**SHORT PROBLEM**: Rewrite the entries that follow, swapping every "single dot" for "single point" and changing nothing else. Omit the pictures from your output.

**MATERIAL TO PROCESS**:
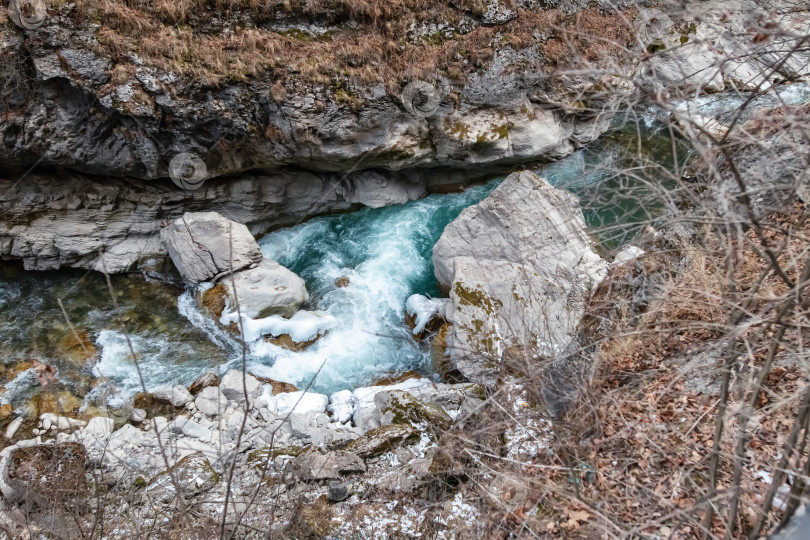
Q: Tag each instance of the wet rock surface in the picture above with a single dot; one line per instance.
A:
(519, 267)
(206, 245)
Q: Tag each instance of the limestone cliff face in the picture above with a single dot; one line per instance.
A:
(300, 108)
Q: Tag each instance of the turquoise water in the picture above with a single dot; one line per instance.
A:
(622, 181)
(385, 254)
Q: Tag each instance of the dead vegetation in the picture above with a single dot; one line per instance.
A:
(365, 42)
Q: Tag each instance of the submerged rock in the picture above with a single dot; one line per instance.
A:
(203, 380)
(518, 266)
(210, 401)
(205, 245)
(177, 395)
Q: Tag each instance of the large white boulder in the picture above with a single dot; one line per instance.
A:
(269, 289)
(205, 245)
(519, 267)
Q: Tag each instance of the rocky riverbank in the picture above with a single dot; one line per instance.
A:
(307, 147)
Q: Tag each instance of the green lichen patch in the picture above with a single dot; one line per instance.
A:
(383, 439)
(477, 297)
(404, 408)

**RIGHT ANSWER**:
Q: Tag each instance of the wet rock surface in the picture above with a single point; one line per instance.
A:
(519, 267)
(206, 245)
Q: Tag each instance of the limestone cliff face in the picture above with a single point; one line per instance.
A:
(300, 108)
Q: Tag each instance of the turquoise water in the picture above with a single point; one line per instance.
A:
(622, 181)
(385, 254)
Q: Tag each instance of the dead vegetation in the picture above with a single point; one line per instance.
A:
(365, 42)
Q: Tag each instance of the submerged rock in the picture above with a single point; one line per instance.
A:
(203, 380)
(518, 266)
(210, 401)
(205, 245)
(177, 395)
Q: Tag each instance of the large white boulder in the picture above with a single point; one line per instance.
A:
(269, 289)
(205, 245)
(519, 267)
Q: Tag each instance of the rocky riverbank in the picture above with a single point; one line per instance.
A:
(307, 147)
Q: Tag each instance of the green lichen patch in the picture above with a single point; one line per instance.
A:
(383, 439)
(477, 297)
(404, 408)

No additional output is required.